# How cold is too cold?



## darjoe22 (Jan 2, 2013)

It is 15 degrees in New York. What do I need to do for my chickens to keep them safe? They have an enclosed area to sleep in but it's not heated. Does it need to be?


----------



## Kokoschicks (Sep 13, 2012)

nah your good! feathers are the best form of insulation!!! its negative 10 where i am and my chickens withstand-ed the night fine the past 2 nights!


----------



## kahiltna_flock (Sep 20, 2012)

Even up here in Alaska most don't heat their coops. We have weeks where we don't get above 0*f. I still worry too. My coop is insulated and they huddle. Haven't had any issues yet.


----------



## darjoe22 (Jan 2, 2013)

Thanks for your advise. I'm a new "chicken mother" so I'm just worried about them. I did find that on the coldest days they tended to stay inside the enclosed area more do I guess they know what they're doing


----------



## Energyvet (Jul 25, 2012)

**Given information**
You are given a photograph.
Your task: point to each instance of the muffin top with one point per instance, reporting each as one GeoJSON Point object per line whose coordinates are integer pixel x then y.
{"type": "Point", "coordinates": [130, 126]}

**Set task**
Write what comes next in the forum thread about keeping chickens safe in cold weather, picking up after the last line shown. The listing was taken from a different source than the text.

**Written response**
It's 20 in NJ this morning. Dry cold. Thankfully not a lot of wind. But birds still want to be outside. So I let them. My polish just started laying again after a long vacation since Oct. So 3 eggs a day now.


----------



## kahiltna_flock (Sep 20, 2012)

-20 here this morning. I think I am going to keep them in and hope it gets a bit warmer out there. Brrrrrrr


----------



## Energyvet (Jul 25, 2012)

Well tonight my polish decided to roost where it's warm. I put the silkie in the coop with her as he's her sleeping buddy. Good for them! First dibs on the mash and water in the morning.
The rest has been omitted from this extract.